Detalhes do problema:
Segundo a página, em quais capítulos de São Mateus se encontra o Discurso?
#### Página ####
1. Introdução
O texto completo de São Mateus dessa semana são os capítulos 19-22, quando nos é apresentado O Advento do Reino dos Céus.
São Mateus tem uma técnica própria de escrever. Ele faz uma parte narrativa e um discurso. Nesse caso, o texto completo englobaria São Mateus 19-25, sendo que a parte narrativa está em São Mateus 19-23 e o Discurso está em São Mateus 24-25. Mas leremos apenas Mateus 19-22 e o restante na próxima semana.
2. Objetivo de São Mateus
Dada a semelhança da pedagogia de Mateus, permito-me repetir aqui o mesmo que disse relativamente à leitura anterior. Isso para reforçar a compreensão do método de trabalho de São Mateus.
Vejamos então.
#### Listagem de dados ####
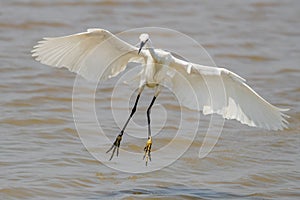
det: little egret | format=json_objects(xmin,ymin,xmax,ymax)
[{"xmin": 32, "ymin": 29, "xmax": 288, "ymax": 165}]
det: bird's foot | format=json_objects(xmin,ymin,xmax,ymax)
[
  {"xmin": 106, "ymin": 134, "xmax": 122, "ymax": 160},
  {"xmin": 143, "ymin": 137, "xmax": 152, "ymax": 166}
]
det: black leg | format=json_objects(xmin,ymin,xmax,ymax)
[
  {"xmin": 106, "ymin": 87, "xmax": 144, "ymax": 160},
  {"xmin": 143, "ymin": 88, "xmax": 160, "ymax": 165},
  {"xmin": 147, "ymin": 96, "xmax": 156, "ymax": 139}
]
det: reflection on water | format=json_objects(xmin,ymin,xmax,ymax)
[{"xmin": 0, "ymin": 0, "xmax": 300, "ymax": 199}]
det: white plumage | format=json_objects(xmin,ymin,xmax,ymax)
[{"xmin": 32, "ymin": 29, "xmax": 288, "ymax": 130}]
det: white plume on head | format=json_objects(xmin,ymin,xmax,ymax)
[{"xmin": 140, "ymin": 33, "xmax": 149, "ymax": 42}]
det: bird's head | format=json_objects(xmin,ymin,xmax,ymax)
[{"xmin": 138, "ymin": 33, "xmax": 150, "ymax": 54}]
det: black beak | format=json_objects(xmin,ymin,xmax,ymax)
[{"xmin": 138, "ymin": 40, "xmax": 148, "ymax": 54}]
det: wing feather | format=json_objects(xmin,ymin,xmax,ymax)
[
  {"xmin": 170, "ymin": 57, "xmax": 288, "ymax": 130},
  {"xmin": 32, "ymin": 29, "xmax": 144, "ymax": 81}
]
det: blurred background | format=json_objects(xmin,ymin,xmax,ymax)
[{"xmin": 0, "ymin": 0, "xmax": 300, "ymax": 199}]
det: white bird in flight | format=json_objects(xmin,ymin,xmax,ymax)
[{"xmin": 32, "ymin": 29, "xmax": 288, "ymax": 165}]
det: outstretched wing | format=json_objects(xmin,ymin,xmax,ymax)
[
  {"xmin": 170, "ymin": 56, "xmax": 288, "ymax": 130},
  {"xmin": 32, "ymin": 29, "xmax": 144, "ymax": 81}
]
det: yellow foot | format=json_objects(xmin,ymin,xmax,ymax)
[
  {"xmin": 143, "ymin": 137, "xmax": 152, "ymax": 166},
  {"xmin": 106, "ymin": 134, "xmax": 122, "ymax": 160}
]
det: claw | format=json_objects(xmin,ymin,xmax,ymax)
[
  {"xmin": 106, "ymin": 134, "xmax": 122, "ymax": 160},
  {"xmin": 143, "ymin": 137, "xmax": 152, "ymax": 166}
]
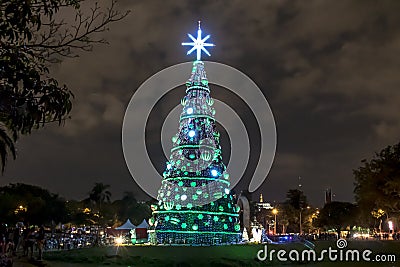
####
Resultado da tarefa:
O Discurso está em São Mateus 24-25.